■ **Records supplied**:
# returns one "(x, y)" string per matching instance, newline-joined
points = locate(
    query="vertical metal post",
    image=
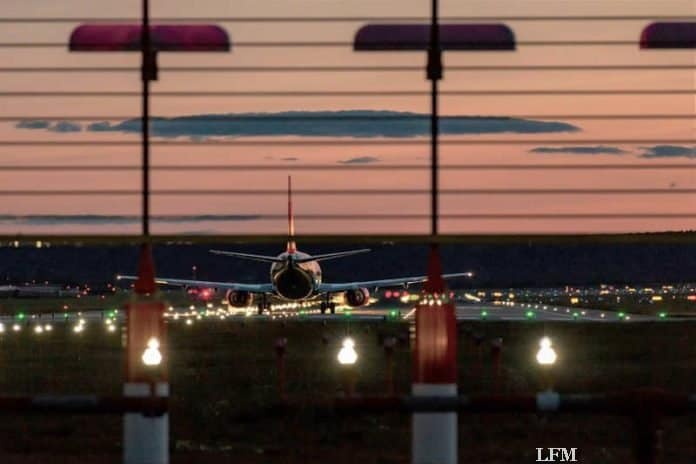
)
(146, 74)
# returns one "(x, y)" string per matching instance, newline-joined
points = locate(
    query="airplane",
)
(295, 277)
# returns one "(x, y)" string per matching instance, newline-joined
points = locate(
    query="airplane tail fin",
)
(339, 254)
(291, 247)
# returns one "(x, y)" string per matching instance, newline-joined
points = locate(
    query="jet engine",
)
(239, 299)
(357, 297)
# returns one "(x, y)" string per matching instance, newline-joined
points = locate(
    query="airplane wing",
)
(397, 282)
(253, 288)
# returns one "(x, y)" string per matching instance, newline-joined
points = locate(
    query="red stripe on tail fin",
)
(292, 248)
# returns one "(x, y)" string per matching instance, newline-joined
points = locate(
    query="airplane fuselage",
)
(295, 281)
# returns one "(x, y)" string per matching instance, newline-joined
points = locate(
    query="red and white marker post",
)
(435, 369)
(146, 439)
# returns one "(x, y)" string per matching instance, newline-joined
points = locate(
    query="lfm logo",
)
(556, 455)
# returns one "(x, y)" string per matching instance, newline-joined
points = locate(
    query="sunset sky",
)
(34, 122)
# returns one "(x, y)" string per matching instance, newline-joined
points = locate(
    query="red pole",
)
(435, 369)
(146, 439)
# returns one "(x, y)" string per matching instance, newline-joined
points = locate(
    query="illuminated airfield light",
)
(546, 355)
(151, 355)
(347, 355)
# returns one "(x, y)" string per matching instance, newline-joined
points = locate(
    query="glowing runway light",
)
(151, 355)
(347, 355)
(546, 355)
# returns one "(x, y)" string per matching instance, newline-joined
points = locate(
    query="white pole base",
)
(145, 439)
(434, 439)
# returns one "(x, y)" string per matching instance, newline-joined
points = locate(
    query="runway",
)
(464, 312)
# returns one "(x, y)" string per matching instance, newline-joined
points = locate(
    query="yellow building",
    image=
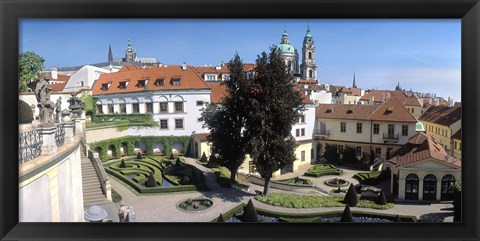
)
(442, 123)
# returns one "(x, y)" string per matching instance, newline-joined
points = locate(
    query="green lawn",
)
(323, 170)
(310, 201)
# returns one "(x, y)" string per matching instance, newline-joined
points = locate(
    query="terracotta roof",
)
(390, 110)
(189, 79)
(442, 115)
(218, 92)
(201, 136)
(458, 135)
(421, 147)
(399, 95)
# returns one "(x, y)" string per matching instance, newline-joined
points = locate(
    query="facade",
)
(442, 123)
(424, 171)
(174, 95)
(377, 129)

■ **Task brief**:
Please gather each line of the listing above that contains the word "pole".

■ **The response**:
    query="red pole",
    query="white pole base",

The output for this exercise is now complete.